Source text:
+++
Microbial 'omics

# anvi-export-locus [program]

This program helps you cut a 'locus' from a larger genetic context (e.g., contigs, genomes). By default, anvi'o will locate a user-defined anchor gene, extend its selection upstream and downstream based on the –num-genes argument, then extract the locus to create a new contigs database. The anchor gene must be provided as –search-term, –gene-caller-ids, or –hmm-sources. If –flank-mode is designated, you MUST provide TWO flanking genes that define the locus region (Please see –flank-mode help for more information). If everything goes as plan, anvi'o will give you individual locus contigs databases for every matching anchor gene found in the original contigs database provided. Enjoy your mini contigs databases!.

## Authors

Matthew Schechter
Evan Kiefl
Alon Shaiber

## Usage

This program lets you export selections of your contigs-db around all occurances of a user-defined anchor gene.

The output of this is a folder that contains a separate contigs-db for the region around each hit of the anchor gene. (In fact, you’ll get a FASTA file, contigs-db, profile-db, and a copy of the runlog).

For example, you could specify the recognition site for a specific enzyme and use this program to pull out all potential sites where that enzyme could bind.

### Required Parameters

You’ll need to provide a contigs-db (of course), as well as the name of the output directory and a prefix to use when naming all of the output databases.

You can define the region of interest either by defining the two flanking genes or by searching for an anchor gene and defining a number of genes around this gene that you want to look at. For example, if you set num-genes as 1, then each locus will contain the gene of interest, a gene upstream of it, and a gene downstream of it, for a total of three genes.
+++
Information shown:
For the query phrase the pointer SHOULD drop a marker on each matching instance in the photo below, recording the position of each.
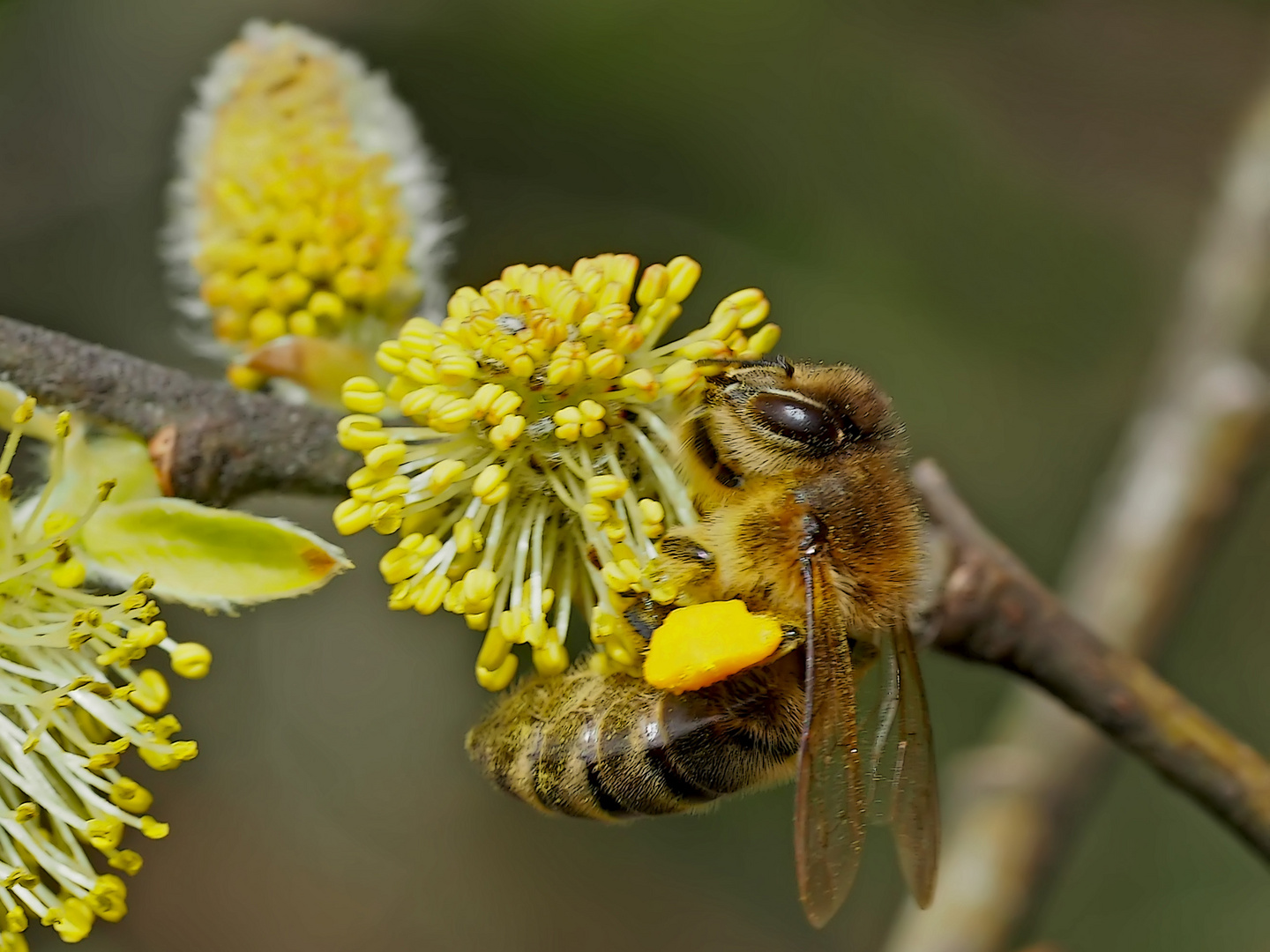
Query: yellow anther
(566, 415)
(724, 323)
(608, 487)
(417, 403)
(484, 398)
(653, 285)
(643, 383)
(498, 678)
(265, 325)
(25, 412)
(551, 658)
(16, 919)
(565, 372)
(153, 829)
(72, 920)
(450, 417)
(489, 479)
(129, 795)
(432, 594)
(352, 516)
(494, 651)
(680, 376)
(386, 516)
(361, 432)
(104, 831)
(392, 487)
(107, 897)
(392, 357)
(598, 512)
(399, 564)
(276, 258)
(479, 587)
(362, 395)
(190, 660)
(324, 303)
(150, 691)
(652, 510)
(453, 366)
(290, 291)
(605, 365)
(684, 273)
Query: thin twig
+++
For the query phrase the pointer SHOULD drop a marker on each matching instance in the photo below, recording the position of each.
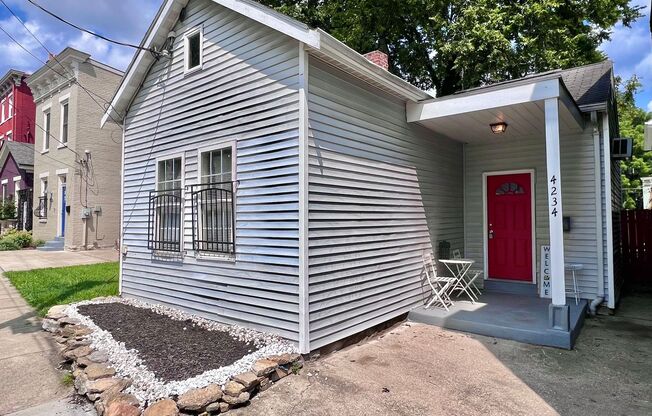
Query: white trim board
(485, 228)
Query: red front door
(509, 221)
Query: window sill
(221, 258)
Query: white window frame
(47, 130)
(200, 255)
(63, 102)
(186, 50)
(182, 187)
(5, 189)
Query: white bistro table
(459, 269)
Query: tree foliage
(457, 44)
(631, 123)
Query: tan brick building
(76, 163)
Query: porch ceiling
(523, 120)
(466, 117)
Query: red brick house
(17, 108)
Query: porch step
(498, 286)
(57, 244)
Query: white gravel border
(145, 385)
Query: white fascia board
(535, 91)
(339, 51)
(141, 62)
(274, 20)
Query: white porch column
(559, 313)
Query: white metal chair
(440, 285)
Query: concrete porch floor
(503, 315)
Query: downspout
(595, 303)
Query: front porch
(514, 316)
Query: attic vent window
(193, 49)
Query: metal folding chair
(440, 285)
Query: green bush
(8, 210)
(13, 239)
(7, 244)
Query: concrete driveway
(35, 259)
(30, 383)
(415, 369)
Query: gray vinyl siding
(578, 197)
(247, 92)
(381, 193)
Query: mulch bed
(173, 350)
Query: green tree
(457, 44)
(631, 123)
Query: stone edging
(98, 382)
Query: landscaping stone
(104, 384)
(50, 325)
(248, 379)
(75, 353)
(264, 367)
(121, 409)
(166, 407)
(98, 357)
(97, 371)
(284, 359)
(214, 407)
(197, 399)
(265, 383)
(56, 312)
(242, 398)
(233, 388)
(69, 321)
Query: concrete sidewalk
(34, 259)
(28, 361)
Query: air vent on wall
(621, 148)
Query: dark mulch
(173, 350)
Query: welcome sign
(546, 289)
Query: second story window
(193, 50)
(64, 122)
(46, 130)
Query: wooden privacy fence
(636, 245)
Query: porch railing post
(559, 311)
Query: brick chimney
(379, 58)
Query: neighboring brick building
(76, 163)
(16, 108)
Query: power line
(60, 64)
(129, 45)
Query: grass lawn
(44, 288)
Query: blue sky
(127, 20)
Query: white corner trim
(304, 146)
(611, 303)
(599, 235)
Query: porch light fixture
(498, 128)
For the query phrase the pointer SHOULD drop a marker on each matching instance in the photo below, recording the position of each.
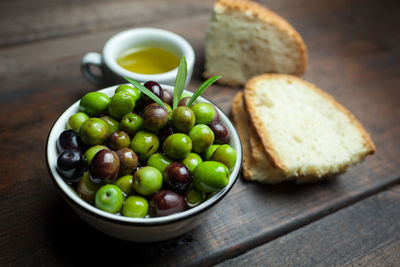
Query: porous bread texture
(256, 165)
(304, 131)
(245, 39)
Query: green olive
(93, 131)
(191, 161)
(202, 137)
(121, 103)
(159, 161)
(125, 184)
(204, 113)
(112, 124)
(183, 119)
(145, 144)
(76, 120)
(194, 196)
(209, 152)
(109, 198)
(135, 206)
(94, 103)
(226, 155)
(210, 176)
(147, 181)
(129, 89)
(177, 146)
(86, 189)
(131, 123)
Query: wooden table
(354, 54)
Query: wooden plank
+++
What is being asked: Please duplicate the passage from the anvi-export-locus page, starting with "The output of" and going on through "of three genes.".

Exercise answer:
The output of this is a folder that contains a separate contigs-db for the region around each hit of the anchor gene. (In fact, you’ll get a FASTA file, contigs-db, profile-db, and a copy of the runlog).

For example, you could specify the recognition site for a specific enzyme and use this program to pull out all potential sites where that enzyme could bind.

### Required Parameters

You’ll need to provide a contigs-db (of course), as well as the name of the output directory and a prefix to use when naming all of the output databases.

You can define the region of interest either by defining the two flanking genes or by searching for an anchor gene and defining a number of genes around this gene that you want to look at. For example, if you set num-genes as 1, then each locus will contain the gene of interest, a gene upstream of it, and a gene downstream of it, for a total of three genes.